Photo-based referring expression data:

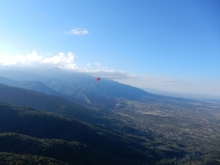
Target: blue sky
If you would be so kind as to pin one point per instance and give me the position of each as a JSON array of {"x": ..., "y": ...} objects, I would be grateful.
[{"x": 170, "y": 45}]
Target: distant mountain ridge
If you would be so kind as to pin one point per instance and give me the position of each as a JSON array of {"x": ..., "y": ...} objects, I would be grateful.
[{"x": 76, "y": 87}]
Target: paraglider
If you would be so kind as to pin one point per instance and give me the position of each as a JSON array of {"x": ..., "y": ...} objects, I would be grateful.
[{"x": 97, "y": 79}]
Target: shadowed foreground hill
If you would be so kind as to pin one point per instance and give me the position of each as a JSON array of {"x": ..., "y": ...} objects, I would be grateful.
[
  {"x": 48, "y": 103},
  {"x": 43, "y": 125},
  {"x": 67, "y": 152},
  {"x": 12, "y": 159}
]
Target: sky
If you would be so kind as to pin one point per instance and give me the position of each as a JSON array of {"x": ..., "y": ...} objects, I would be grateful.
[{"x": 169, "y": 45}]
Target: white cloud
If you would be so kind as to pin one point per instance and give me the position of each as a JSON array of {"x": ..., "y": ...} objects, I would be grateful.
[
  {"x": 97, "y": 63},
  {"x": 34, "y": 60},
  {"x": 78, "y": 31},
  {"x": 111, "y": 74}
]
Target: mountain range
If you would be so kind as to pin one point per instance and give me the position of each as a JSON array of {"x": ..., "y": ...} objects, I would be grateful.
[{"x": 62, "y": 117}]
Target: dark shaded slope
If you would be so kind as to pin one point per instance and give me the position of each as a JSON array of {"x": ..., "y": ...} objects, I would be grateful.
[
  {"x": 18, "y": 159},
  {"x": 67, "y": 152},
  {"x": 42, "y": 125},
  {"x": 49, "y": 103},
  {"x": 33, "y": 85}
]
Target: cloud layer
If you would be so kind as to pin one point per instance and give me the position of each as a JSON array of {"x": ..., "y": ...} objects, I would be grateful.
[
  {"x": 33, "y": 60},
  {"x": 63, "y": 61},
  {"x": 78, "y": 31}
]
---
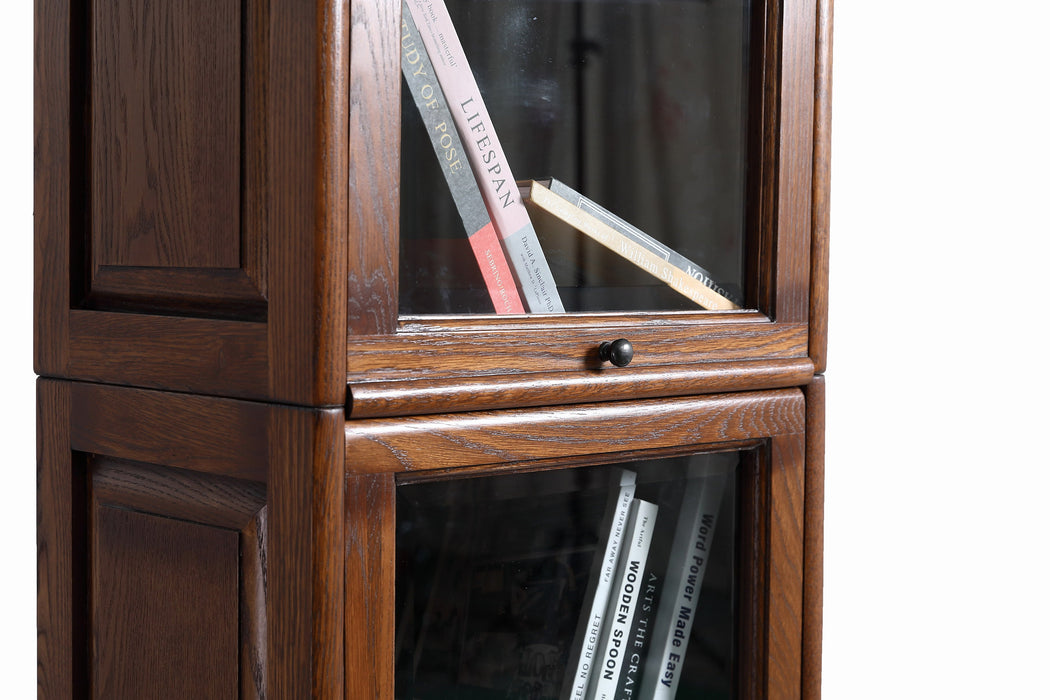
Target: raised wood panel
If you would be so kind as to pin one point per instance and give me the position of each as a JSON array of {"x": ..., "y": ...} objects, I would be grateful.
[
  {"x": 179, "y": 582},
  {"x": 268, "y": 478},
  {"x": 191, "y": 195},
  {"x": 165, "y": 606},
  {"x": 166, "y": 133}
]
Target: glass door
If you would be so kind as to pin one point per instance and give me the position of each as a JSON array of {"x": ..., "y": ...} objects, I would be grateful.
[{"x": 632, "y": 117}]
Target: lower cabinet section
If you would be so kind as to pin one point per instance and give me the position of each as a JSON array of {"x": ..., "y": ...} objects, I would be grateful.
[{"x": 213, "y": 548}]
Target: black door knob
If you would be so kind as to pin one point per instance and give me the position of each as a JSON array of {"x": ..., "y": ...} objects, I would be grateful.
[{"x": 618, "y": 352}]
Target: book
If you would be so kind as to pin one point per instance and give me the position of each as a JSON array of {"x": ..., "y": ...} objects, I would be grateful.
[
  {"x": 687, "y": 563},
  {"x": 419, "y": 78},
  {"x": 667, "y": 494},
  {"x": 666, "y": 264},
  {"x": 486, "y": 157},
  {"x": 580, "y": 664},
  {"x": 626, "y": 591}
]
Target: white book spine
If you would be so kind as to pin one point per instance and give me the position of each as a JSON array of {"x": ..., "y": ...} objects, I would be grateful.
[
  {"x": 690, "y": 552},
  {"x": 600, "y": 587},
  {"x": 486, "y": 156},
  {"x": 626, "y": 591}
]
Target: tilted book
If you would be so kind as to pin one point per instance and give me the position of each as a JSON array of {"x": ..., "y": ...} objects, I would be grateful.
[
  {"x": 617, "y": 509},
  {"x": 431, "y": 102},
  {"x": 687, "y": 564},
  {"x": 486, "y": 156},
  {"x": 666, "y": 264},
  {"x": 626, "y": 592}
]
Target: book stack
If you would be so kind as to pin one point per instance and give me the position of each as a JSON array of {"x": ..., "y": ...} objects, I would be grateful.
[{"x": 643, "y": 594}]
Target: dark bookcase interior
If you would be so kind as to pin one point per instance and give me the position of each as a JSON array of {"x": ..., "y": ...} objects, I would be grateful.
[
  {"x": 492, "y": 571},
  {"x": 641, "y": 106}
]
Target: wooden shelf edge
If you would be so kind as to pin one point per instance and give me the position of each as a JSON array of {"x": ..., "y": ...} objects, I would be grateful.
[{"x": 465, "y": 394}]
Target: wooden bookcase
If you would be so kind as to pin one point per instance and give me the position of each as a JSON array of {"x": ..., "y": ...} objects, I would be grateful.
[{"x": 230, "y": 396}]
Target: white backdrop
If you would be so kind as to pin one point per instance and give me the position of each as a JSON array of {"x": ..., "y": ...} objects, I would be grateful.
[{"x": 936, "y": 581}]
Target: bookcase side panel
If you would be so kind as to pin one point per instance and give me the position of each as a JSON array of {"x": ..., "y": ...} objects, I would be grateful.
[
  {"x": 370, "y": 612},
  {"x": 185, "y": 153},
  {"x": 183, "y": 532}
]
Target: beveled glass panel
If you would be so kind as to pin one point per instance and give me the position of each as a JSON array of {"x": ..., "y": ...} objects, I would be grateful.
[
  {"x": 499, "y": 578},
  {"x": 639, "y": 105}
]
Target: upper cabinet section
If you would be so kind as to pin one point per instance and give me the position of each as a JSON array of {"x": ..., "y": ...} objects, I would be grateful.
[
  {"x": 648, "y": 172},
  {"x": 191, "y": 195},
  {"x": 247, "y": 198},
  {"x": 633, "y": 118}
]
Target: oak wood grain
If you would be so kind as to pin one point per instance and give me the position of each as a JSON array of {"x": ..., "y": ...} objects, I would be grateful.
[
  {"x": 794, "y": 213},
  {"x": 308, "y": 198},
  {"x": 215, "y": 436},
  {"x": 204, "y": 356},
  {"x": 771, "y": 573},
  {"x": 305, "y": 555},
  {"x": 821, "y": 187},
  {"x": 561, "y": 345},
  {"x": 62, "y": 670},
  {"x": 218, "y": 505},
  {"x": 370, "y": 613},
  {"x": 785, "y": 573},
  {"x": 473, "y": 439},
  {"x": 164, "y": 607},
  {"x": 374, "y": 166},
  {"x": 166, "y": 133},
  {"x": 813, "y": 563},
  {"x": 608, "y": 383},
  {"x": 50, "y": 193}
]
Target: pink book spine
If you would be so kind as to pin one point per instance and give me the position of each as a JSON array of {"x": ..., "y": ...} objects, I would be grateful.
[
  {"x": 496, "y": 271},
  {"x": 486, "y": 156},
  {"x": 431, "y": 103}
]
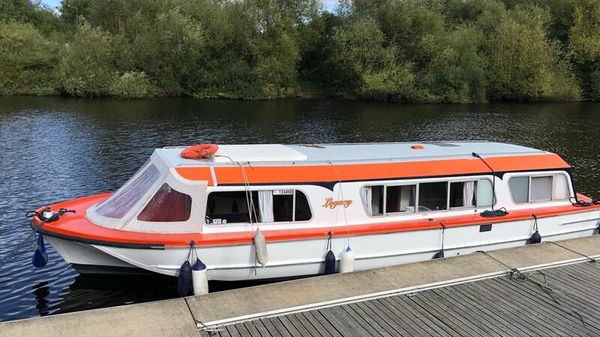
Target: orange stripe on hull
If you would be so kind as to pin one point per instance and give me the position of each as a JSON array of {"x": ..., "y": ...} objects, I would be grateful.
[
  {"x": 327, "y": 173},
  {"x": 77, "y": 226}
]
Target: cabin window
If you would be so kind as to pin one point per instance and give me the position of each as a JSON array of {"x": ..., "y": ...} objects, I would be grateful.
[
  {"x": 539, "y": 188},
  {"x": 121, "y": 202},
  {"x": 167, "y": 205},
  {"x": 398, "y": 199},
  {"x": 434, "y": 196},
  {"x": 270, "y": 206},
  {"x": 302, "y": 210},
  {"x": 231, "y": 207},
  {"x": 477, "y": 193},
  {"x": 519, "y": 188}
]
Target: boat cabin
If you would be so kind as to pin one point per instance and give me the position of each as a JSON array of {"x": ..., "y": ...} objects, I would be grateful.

**WHAT THE TASK REQUIRES**
Of all the lines in the data above, show only those that hold the word "spine".

**SOLUTION**
Target: white book spine
Target: pink book spine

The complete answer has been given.